*Requirement*
Output all the data exactly.

──────── Records for this exercise

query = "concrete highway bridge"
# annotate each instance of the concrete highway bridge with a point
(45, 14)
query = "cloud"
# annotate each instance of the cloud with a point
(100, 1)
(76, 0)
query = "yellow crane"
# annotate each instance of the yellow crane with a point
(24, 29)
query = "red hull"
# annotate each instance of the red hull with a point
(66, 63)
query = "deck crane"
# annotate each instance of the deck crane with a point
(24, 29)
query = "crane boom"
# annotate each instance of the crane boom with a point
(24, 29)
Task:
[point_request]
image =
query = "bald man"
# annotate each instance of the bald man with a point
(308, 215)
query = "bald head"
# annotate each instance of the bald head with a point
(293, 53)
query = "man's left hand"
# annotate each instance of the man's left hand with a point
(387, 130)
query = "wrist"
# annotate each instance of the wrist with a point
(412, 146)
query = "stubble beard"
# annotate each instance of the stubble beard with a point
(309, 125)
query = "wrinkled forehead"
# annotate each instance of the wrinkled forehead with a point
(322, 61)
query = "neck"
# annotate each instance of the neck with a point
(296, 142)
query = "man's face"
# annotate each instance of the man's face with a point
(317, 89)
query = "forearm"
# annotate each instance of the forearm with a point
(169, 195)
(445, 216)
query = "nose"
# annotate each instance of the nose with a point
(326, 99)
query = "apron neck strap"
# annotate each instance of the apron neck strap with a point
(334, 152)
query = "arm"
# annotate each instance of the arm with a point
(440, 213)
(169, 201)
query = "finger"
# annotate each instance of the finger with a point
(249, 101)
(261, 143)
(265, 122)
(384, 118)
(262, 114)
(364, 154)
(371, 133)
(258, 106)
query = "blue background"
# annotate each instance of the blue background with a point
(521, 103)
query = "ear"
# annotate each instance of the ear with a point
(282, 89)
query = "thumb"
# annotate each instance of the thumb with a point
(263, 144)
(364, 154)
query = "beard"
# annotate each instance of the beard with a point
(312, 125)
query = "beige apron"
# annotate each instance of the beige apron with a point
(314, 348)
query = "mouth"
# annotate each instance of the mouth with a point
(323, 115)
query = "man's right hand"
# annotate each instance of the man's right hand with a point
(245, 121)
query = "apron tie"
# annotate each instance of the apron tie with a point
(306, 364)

────────────────

*Task output*
query = "concrete highway bridge"
# annotate each instance of the concrete highway bridge with a point
(45, 14)
query = "cloud"
# annotate each instance of the cloud with a point
(100, 1)
(76, 0)
query = "yellow crane"
# annotate each instance of the yellow crane with a point
(24, 29)
query = "red hull"
# annotate each instance of the red hull with a point
(66, 63)
query = "deck crane"
# annotate each instance of the deck crane with a point
(24, 29)
query = "crane boom"
# annotate each instance of the crane boom with a point
(24, 29)
Task:
[point_request]
image =
query = "bald man"
# annotate each instance of the bald man with a point
(308, 215)
query = "bald head"
# annotate each instance of the bald head with a point
(293, 53)
query = "man's left hand"
# annotate each instance of the man's left hand with a point
(387, 130)
query = "wrist"
# annotate each instance of the wrist with a point
(412, 146)
query = "stubble beard"
# annotate each instance of the stubble beard with a point
(309, 125)
query = "wrinkled forehead"
# annotate each instance of the wrinkled forehead with a point
(322, 61)
query = "neck"
# annotate each instance of the neck with a point
(296, 142)
query = "man's face"
# annotate each instance of the man's face with a point
(317, 89)
query = "forearm"
# annotate each instance of the forearm with a point
(169, 195)
(445, 216)
query = "nose"
# annotate each instance of the nose with a point
(326, 99)
query = "apron neck strap"
# annotate each instance of the apron neck strap with a point
(334, 152)
query = "arm"
# annotate each instance of the arm with a point
(440, 213)
(169, 201)
query = "finger"
# annotate each instance of the finger with a point
(249, 101)
(261, 143)
(265, 122)
(384, 118)
(262, 114)
(364, 154)
(371, 133)
(258, 106)
query = "blue background"
# annotate each instance of the blue background with a point
(521, 103)
query = "ear"
# annotate each instance of the ear with a point
(282, 89)
query = "thumb"
# annotate each instance of the thumb with a point
(263, 144)
(364, 154)
query = "beard"
# annotate each instance of the beard with a point
(312, 125)
query = "beige apron"
# annotate each instance of the beige apron with a point
(314, 348)
query = "mouth"
# annotate each instance of the mouth with a point
(323, 115)
query = "man's right hand"
# annotate each instance of the man's right hand with a point
(245, 121)
query = "apron tie"
# annotate each instance of the apron tie with a point
(306, 364)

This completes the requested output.